§ **EXERCISE**
Reproduce the stretch of the passage on Canadian climate policy costs from "Perhaps no part" through "the oil sands.", word for word.
[START OF GIVEN PASSAGE]
In many other articles, I have written about the flaws inherent in these policies. Frequently, people have asked me to summarize the cost of Canadian climate policies, and I have tried to do so while explaining the complexity of the issues. The following links reference some of my past articles.

It was one thing to estimate the costs of climate policy when the federal government’s declared goals were to reduce emissions by 17% from 2005 levels by 2020 or by 30% from 2005 levels by 2030. Then, it was mostly a question of assessing which sectors of the Canadian economy would be harmed or have their growth prospects limited, and the losses to the entire economy could in theory be measured in terms of hundreds of billions of dollars. The Trudeau government’s adoption of a “net zero” emissions goal, meaning effectively eliminating the production and use of oil, natural gas and coal by 2050, took matters to a whole new level. Such policies entail the complete transformation of the energy economy and the removal of people’s choices about which energy services to use. They will impose financial and economic costs that will run to the trillions of dollars. I do not have a model of the Canadian economy that would allow me to calculate with precision the magnitude of the climate policy costs or their apportionment to different sectors or regions. Then as now, I am left trying to illustrate the impacts on people’s lives through the use of examples and anecdotes.

In simple terms, “net zero” climate policies require Canadians to forego the long-held economic benefits of using plentiful, reliable and low-cost energy resources and services. These advantages have resulted in higher incomes and they have enhanced the viability and international competitiveness of Canadian business. Foregoing them would reduce our standard of living now and in the future. While this should be self-evident to anyone who understands the dynamics of the Canadian energy economy, it remains obscure to the general public. In other words, the average person just does not “get it” yet.

Consequently, this article will seek to present in more understandable terms the probable cost to Canada of one aspect of net zero climate policy – the plan to forego all future resource development of oil, natural gas and coal – in the words of the climate campaigners, to “keep it in the ground”.


Perhaps no part of Canada’s resource wealth is more vilified by international and domestic climate campaigners than the oil sands of Alberta and Saskatchewan. Almost all (97%) of Canada’s proven oil reserves are located in the oil sands.
[END OF GIVEN PASSAGE]
[START OF SUPPLIED RECORDS]
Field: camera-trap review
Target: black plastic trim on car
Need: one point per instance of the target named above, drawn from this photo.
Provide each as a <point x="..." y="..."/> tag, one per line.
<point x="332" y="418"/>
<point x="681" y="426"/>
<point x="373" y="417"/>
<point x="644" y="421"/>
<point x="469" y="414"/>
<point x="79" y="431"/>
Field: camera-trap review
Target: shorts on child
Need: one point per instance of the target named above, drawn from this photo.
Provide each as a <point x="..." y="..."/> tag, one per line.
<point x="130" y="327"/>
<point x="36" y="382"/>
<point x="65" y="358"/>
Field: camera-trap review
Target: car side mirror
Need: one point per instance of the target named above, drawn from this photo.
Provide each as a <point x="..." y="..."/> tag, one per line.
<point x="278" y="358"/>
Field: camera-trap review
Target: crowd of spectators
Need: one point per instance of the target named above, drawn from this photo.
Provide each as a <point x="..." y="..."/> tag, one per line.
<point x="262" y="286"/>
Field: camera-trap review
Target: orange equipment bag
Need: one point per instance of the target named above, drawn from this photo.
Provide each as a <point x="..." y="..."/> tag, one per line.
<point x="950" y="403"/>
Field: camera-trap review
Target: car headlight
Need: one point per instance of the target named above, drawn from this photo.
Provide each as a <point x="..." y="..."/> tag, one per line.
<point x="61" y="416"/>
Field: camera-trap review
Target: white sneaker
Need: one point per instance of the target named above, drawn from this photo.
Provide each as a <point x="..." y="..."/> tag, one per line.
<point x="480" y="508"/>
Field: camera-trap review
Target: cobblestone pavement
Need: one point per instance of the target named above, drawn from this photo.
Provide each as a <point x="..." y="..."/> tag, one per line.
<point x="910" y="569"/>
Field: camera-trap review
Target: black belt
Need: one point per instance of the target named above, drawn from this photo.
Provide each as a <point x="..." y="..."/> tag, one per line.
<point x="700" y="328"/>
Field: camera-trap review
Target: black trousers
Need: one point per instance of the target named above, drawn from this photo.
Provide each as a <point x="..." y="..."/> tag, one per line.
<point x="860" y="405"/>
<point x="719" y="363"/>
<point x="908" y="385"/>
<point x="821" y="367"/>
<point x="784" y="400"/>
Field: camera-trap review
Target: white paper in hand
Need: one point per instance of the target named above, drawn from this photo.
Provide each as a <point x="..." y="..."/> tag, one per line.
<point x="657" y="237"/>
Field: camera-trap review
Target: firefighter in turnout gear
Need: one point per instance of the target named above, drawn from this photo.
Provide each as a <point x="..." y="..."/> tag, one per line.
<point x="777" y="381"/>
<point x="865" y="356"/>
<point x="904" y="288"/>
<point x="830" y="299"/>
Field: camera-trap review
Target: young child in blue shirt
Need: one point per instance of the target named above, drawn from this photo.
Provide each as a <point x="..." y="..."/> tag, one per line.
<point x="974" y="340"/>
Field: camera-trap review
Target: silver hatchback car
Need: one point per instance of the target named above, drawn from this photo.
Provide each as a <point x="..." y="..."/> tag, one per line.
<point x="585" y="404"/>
[END OF SUPPLIED RECORDS]
§ **ANSWER TO THIS EXERCISE**
Perhaps no part of Canada’s resource wealth is more vilified by international and domestic climate campaigners than the oil sands of Alberta and Saskatchewan. Almost all (97%) of Canada’s proven oil reserves are located in the oil sands.